_Arbeitsauftrag 1_
Nenne alle Kalenderdaten im Textauszug, die Tag, Monat und Jahr enthalten.
_Arbeitsauftrag 2_
Beantworte anhand des Textauszugs die folgenden Fragen:
(a) In welcher Höhe bezog das Finanzamt die Leasingraten in die Umsatzsteuerbemessungsgrundlage ein?
(b) Welches Aktenzeichen trägt das Urteil des EuGH vom 11. September 2003?
(c) Wie entschied die belangte Behörde mit dem angefochtenen Bescheid über die Berufung?

_Textauszug_
______
In Österreich erachtete das Finanzamt bei Erlassung des Umsatzsteuerbescheides 2003 den Tatbestand des § 1 Abs. 1 Z. 2 lit d UStG 1994 als erfüllt. Es bezog daher die Leasingraten in Höhe von 7.379,28 EUR in die Umsatzsteuerbemessungsgrundlage ein, woraus sich eine (zusätzliche) Umsatzsteuerbelastung von 1.475,85 EUR ergab.

In der Berufung gegen den Umsatzsteuerbescheid 2003 wandte der Mitbeteiligte ein, die Besteuerung nach § 1 Abs. 1 Z 2. lit. d UStG 1994 widerspreche der Sechsten MwSt-Richtlinie 77/388/EWG . Der Mitbeteiligte verwies insbesondere auf das auf Grund eines Vorabentscheidungsersuchens des Verwaltungsgerichtshofes ergangene Urteil des EuGH vom 11. September 2003, C-155/01 , Cookies World, ÖStZB 2004/280.

Mit dem angefochtenen Bescheid gab die belangte Behörde der Berufung Folge. In der Bescheidbegründung wird ausgeführt, § 1 Abs. 1 Z. 2 lit d UStG 1994 stelle sowohl in der Stammfassung aber auch in der von 29. März 2003 bis 31. Dezember 2003 geltenden Fassung einen Besteuerungstatbestand dar, der in der Sechsten Richtlinie nicht vorgesehen sei. Zwar erlaube es Art. 17 Abs. 7 der Sechsten Richtlinie jedem Mitgliedstaat, unter bestimmten Voraussetzungen Gegenstände zu besteuern, die der Steuerpflichtige selbst hergestellt oder im Inland erworben oder eingeführt habe. Beim streitgegenständlichen "Pkw-Auslandsleasing" handle es sich jedoch nicht um einen vom Steuerpflichtigen selbst hergestellten, im Inland erworbenen oder eingeführten Gegenstand.
______
_Vorliegende Angaben_

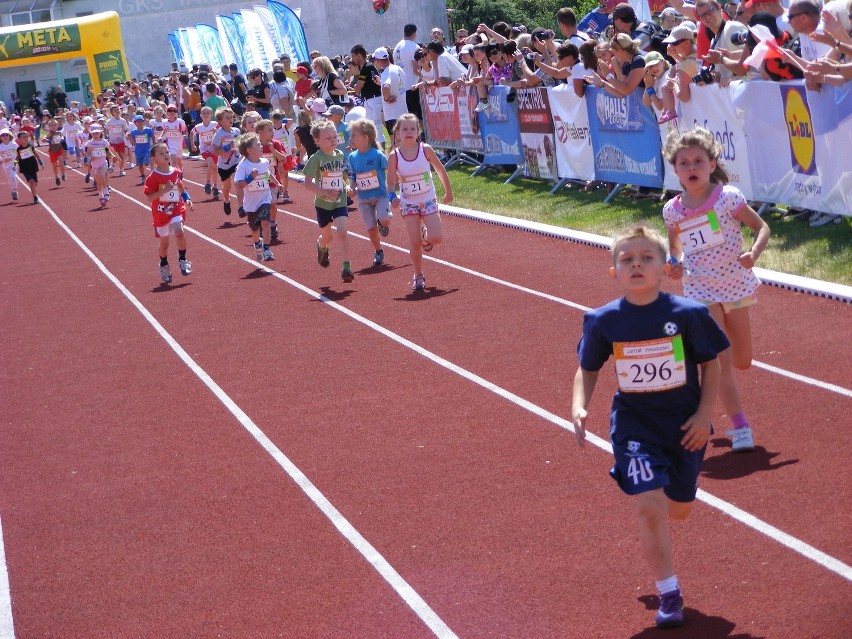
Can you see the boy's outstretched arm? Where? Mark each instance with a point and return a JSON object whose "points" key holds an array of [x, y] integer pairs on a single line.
{"points": [[584, 386], [697, 427]]}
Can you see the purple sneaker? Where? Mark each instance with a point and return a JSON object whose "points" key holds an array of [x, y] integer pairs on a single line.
{"points": [[670, 614]]}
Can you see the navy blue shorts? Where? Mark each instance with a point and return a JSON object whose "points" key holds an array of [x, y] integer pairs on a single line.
{"points": [[256, 217], [326, 216], [642, 465]]}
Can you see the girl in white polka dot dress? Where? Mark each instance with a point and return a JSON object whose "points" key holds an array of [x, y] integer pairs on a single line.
{"points": [[705, 242]]}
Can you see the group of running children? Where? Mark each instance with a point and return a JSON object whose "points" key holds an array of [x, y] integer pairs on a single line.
{"points": [[660, 417]]}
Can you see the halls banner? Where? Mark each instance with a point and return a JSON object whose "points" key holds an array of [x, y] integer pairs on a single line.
{"points": [[501, 133], [625, 139], [712, 107], [537, 139], [450, 119], [798, 143], [574, 157]]}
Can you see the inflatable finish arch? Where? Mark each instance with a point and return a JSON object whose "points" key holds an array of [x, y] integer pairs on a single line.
{"points": [[96, 38]]}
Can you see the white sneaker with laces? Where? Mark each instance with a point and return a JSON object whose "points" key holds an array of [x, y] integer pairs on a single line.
{"points": [[742, 440]]}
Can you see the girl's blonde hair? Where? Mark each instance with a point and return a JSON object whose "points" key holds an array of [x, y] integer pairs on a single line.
{"points": [[700, 138], [367, 128], [320, 126]]}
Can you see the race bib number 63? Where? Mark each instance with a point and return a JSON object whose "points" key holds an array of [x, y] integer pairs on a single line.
{"points": [[651, 366]]}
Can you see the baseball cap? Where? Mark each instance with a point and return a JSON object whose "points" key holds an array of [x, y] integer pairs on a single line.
{"points": [[335, 109], [680, 32]]}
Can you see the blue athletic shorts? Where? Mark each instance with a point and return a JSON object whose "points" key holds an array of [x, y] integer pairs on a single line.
{"points": [[642, 465]]}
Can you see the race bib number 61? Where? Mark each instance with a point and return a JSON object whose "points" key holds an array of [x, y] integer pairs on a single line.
{"points": [[651, 366]]}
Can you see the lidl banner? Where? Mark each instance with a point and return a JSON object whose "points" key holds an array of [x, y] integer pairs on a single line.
{"points": [[798, 143], [712, 107], [537, 139], [450, 119], [501, 133], [96, 38], [625, 139], [574, 157]]}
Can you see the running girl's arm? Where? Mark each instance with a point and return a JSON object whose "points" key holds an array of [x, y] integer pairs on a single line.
{"points": [[441, 171], [584, 386], [760, 228], [675, 268], [697, 427]]}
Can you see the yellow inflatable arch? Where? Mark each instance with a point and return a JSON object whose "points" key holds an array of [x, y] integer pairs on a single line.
{"points": [[96, 38]]}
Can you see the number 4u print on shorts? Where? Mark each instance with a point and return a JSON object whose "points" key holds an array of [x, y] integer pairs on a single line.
{"points": [[650, 366]]}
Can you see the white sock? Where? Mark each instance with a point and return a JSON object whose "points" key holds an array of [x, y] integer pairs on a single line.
{"points": [[667, 585]]}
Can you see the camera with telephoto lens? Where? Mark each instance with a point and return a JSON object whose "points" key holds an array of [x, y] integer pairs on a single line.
{"points": [[739, 38], [704, 76]]}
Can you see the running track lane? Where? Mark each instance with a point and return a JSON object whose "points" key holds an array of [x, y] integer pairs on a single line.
{"points": [[513, 446]]}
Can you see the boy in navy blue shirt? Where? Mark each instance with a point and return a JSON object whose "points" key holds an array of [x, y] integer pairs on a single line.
{"points": [[660, 418]]}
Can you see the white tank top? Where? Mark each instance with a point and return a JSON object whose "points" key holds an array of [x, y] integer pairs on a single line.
{"points": [[415, 178]]}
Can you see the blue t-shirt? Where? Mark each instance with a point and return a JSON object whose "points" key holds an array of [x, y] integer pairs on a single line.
{"points": [[658, 348], [142, 139], [369, 167]]}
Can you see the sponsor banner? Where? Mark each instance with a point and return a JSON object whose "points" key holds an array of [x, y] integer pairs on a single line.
{"points": [[537, 139], [798, 144], [32, 43], [450, 119], [712, 107], [291, 31], [574, 156], [625, 139], [501, 133]]}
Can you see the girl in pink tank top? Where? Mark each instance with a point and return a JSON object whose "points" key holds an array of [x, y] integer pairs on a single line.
{"points": [[410, 167]]}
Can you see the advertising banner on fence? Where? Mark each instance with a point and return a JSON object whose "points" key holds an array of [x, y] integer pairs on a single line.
{"points": [[501, 133], [537, 139], [798, 144], [574, 157], [450, 119], [712, 107], [625, 139]]}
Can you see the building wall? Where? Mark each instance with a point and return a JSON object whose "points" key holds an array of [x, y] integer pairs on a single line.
{"points": [[331, 26]]}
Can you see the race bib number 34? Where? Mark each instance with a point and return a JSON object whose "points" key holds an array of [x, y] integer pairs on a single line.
{"points": [[652, 366], [700, 233]]}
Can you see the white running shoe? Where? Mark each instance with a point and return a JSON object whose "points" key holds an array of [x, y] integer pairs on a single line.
{"points": [[742, 440]]}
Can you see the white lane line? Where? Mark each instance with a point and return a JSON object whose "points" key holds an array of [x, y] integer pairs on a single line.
{"points": [[7, 627], [417, 604], [802, 548]]}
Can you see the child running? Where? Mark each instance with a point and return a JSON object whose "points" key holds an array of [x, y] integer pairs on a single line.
{"points": [[704, 224], [660, 416], [225, 150], [253, 178], [141, 138], [98, 150], [169, 199], [326, 175], [417, 199], [28, 162], [367, 169], [276, 154], [201, 138], [8, 155]]}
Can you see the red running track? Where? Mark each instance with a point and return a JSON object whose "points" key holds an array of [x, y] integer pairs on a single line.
{"points": [[134, 503]]}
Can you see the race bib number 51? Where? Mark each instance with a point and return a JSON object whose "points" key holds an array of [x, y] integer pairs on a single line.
{"points": [[700, 233], [655, 365]]}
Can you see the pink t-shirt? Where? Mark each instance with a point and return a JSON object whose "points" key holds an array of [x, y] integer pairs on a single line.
{"points": [[711, 236]]}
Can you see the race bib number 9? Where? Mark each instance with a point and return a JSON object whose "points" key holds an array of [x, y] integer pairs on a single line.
{"points": [[700, 233], [367, 181], [415, 184], [332, 180], [652, 366]]}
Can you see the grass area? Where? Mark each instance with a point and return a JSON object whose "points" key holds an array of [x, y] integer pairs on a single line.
{"points": [[823, 253]]}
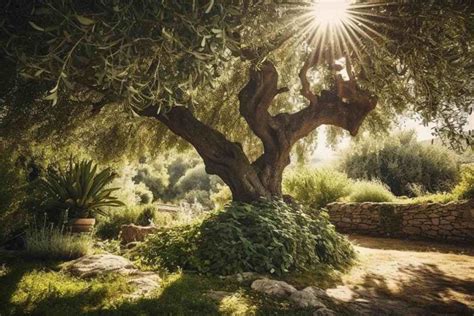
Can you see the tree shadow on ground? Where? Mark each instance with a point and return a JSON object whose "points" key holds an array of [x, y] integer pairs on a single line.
{"points": [[425, 290], [412, 245]]}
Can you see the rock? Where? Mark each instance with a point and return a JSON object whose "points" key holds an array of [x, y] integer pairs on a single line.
{"points": [[218, 295], [272, 287], [342, 293], [97, 265], [132, 244], [94, 265], [324, 312], [130, 233], [242, 277], [145, 283], [307, 297]]}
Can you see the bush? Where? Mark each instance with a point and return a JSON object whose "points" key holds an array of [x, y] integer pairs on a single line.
{"points": [[49, 242], [371, 191], [80, 189], [400, 162], [109, 226], [465, 188], [10, 196], [316, 187], [265, 237]]}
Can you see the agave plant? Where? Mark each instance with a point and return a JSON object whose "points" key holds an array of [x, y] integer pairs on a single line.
{"points": [[80, 189]]}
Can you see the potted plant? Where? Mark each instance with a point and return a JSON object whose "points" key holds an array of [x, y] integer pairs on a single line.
{"points": [[80, 192]]}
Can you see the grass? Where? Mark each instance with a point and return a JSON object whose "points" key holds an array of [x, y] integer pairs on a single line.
{"points": [[39, 288]]}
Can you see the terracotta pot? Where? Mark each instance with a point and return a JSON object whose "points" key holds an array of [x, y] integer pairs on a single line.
{"points": [[82, 225]]}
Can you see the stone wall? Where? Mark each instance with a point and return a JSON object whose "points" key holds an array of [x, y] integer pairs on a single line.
{"points": [[451, 221]]}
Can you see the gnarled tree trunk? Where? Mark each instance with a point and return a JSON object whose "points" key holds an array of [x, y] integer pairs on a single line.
{"points": [[346, 107]]}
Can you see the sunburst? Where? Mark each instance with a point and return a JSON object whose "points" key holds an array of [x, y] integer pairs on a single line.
{"points": [[337, 28]]}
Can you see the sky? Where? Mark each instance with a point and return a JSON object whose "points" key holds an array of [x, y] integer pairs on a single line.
{"points": [[324, 154]]}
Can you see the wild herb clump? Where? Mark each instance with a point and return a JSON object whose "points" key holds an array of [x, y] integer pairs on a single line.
{"points": [[316, 187], [265, 237]]}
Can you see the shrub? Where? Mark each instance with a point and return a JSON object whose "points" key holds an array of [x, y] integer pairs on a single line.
{"points": [[49, 242], [316, 187], [201, 197], [80, 189], [221, 197], [195, 178], [371, 191], [465, 188], [265, 237], [401, 161]]}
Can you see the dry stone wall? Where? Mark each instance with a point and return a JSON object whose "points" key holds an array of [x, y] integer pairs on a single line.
{"points": [[451, 221]]}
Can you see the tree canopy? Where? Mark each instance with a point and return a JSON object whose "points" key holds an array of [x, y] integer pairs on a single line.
{"points": [[258, 72]]}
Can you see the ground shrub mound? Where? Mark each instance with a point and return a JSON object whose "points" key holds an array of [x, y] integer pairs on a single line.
{"points": [[401, 162], [265, 237], [465, 188]]}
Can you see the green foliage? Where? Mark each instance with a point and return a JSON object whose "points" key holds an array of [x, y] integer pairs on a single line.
{"points": [[266, 237], [400, 162], [80, 189], [49, 242], [434, 198], [316, 187], [221, 197], [370, 191], [465, 188]]}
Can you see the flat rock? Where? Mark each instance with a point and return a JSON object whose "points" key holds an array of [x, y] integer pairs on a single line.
{"points": [[96, 265], [273, 287], [307, 297], [243, 276]]}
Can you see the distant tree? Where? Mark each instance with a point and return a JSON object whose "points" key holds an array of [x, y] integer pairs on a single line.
______
_Musterlösung 1_
11. September 2003
29. März 2003
31. Dezember 2003

_Musterlösung 2_
(a) In Höhe von 7.379,28 EUR.
(b) C-155/01.
(c) Sie gab der Berufung Folge.